Problem to work on >> Reproduce every line of the records below, requests included, and offset each answer coordinate by adding 142 to both of its numbers. Leave the pictures out of your reproduction.

Stored rows >>

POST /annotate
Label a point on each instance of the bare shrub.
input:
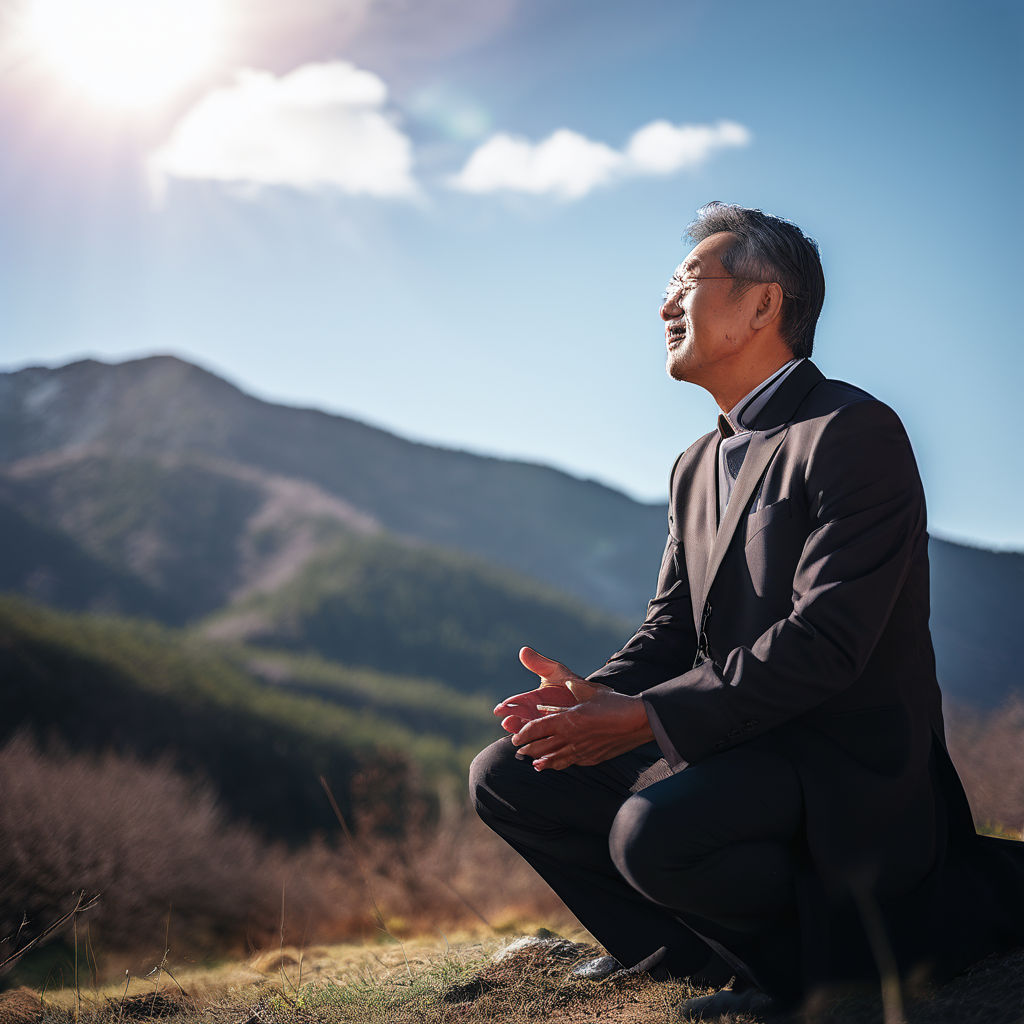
(988, 753)
(155, 843)
(150, 841)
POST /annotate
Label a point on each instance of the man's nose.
(671, 307)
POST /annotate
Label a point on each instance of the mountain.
(260, 726)
(419, 610)
(154, 487)
(977, 617)
(164, 412)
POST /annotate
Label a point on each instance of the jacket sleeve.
(866, 519)
(666, 642)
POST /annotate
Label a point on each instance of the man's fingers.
(541, 748)
(539, 728)
(544, 667)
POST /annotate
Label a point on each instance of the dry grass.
(172, 871)
(988, 752)
(429, 980)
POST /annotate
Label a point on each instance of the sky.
(456, 218)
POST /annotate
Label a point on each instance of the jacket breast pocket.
(764, 517)
(771, 548)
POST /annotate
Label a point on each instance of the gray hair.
(768, 249)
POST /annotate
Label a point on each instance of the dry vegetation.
(158, 849)
(174, 873)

Final result >>
POST /annotate
Label a point on each instance of the bare shrub.
input:
(1130, 895)
(297, 985)
(292, 983)
POST /annotate
Label a point on each instance of the man's nose.
(813, 449)
POST /annotate
Label a point on each instance of the mountain.
(402, 868)
(561, 752)
(296, 629)
(1119, 759)
(306, 554)
POST /annotate
Label a point on each instance of the jacket sleeve.
(1008, 661)
(808, 784)
POST /annotate
Label a point on each instance of the man's fingers.
(683, 890)
(681, 870)
(686, 809)
POST /annotate
Label a point on each instance of the dry grass.
(314, 1013)
(1130, 894)
(571, 1122)
POST /annotate
Label a point on each instance of the sky.
(598, 360)
POST /annotate
Label a point on each instance of the jacket breast pocket.
(906, 659)
(913, 690)
POST /annotate
Label a point on each instance of the gray hair.
(910, 391)
POST /annotate
Label a point on each instance of the dry vegetation.
(300, 991)
(316, 1015)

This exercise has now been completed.